Reproduce every one of the items below line for line, without changing a word, number, or line break.
= = = = =
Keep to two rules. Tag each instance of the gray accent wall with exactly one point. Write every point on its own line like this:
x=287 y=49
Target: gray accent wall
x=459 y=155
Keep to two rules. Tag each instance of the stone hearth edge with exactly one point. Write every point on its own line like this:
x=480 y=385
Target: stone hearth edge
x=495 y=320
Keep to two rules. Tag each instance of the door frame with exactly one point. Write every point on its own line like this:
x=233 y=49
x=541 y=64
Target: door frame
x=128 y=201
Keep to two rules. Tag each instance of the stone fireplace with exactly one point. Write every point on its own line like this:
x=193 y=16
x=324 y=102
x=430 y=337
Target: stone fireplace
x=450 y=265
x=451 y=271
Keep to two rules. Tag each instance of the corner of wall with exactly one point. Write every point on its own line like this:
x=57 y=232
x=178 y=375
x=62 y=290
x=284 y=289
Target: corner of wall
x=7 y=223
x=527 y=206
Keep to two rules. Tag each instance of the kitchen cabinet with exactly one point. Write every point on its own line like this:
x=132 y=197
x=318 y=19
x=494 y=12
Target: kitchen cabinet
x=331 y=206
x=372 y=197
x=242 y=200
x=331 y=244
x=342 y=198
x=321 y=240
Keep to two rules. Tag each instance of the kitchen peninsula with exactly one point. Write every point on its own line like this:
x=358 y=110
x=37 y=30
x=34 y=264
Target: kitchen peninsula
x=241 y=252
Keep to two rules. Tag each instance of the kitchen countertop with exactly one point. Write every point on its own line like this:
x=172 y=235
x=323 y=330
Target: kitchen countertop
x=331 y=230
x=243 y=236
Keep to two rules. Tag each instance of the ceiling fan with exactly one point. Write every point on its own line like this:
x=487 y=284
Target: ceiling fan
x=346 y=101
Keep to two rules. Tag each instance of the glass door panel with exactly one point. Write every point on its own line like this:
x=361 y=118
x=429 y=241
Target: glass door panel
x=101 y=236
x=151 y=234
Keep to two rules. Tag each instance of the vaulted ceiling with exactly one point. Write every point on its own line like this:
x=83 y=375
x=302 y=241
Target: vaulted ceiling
= = = = =
=== Right answer ===
Keep to two rules. Tag each instance of the gray accent wall with exactly one point. Write every point on its own line like this:
x=287 y=49
Target: gray accent wall
x=459 y=155
Keep to two rules. Tag each instance of the stone hearth edge with exactly one point. Write every point on its own line like this:
x=480 y=385
Target: stone hearth edge
x=495 y=320
Keep to two rules. Tag each instance of the door frame with exactly one point. Write every point on its own line like this:
x=233 y=49
x=541 y=64
Target: door frame
x=128 y=201
Keep to two rules. Tag each instance of the stone fireplace with exactly one point. Write every point on its own line like this:
x=193 y=16
x=324 y=102
x=430 y=337
Target: stone fireplace
x=450 y=265
x=451 y=271
Keep to two rules. Tag each instance of the corner of wall with exactly one point. Write every point on its own line like this:
x=57 y=232
x=178 y=375
x=62 y=290
x=284 y=289
Target: corner of wall
x=7 y=223
x=527 y=206
Keep to two rules. Tag each instance of the kitchen cabinet with exactly one point. Write every point on its own line like this:
x=132 y=197
x=318 y=19
x=494 y=12
Target: kitchen cabinet
x=331 y=206
x=372 y=197
x=242 y=200
x=331 y=244
x=342 y=198
x=321 y=240
Keep to two rules. Tag each instance of the kitchen peninsula with exactly one point. Write every point on its own line like this:
x=358 y=110
x=37 y=30
x=34 y=264
Target: kitchen peninsula
x=241 y=252
Keep to two rules. Tag each instance of the kitchen countertop with exactly one point. Write every point on its own line like this:
x=172 y=235
x=323 y=330
Target: kitchen countertop
x=331 y=230
x=243 y=236
Keep to two rules. Tag each instance of the ceiling fan with exactly one point. Write every point on its own line like this:
x=487 y=284
Target: ceiling fan
x=346 y=101
Keep to two rules. Tag each instance of the glass door panel with exactly one point. Write every point on its own line like this:
x=361 y=118
x=429 y=241
Target: glass door panel
x=101 y=236
x=151 y=234
Keep to two rules. Tag each instance of the vaulted ceiling with exactly one point. Write every point on its own line like this:
x=83 y=375
x=302 y=241
Target: vaulted ceiling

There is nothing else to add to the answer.